Region pointing data
---------------

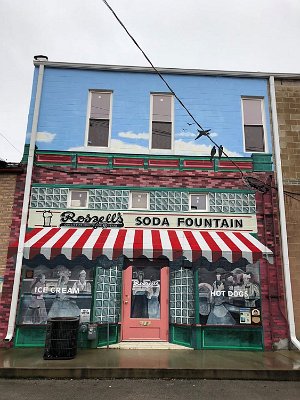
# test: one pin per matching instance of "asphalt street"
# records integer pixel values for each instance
(149, 389)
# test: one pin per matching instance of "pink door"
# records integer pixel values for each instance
(145, 311)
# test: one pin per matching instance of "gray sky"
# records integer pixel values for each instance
(242, 35)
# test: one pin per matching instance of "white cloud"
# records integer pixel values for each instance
(46, 137)
(190, 148)
(195, 149)
(116, 146)
(119, 146)
(132, 135)
(191, 134)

---------------

Work item
Pictures aside, retype all of the entries word for word.

Reply
# test: one pin per matching instance of "asphalt street"
# records integer pixel values for each instance
(149, 389)
# test: one pin per matching instance of "pink door"
# records integer pixel values for each instance
(145, 311)
# test: one pin per matching instance of "gray sky"
# records integer pixel values for each instance
(242, 35)
# test: one pin per matching instance of "white cloud"
# records integer pixel values for each instance
(46, 137)
(190, 148)
(195, 149)
(116, 146)
(119, 146)
(132, 135)
(191, 134)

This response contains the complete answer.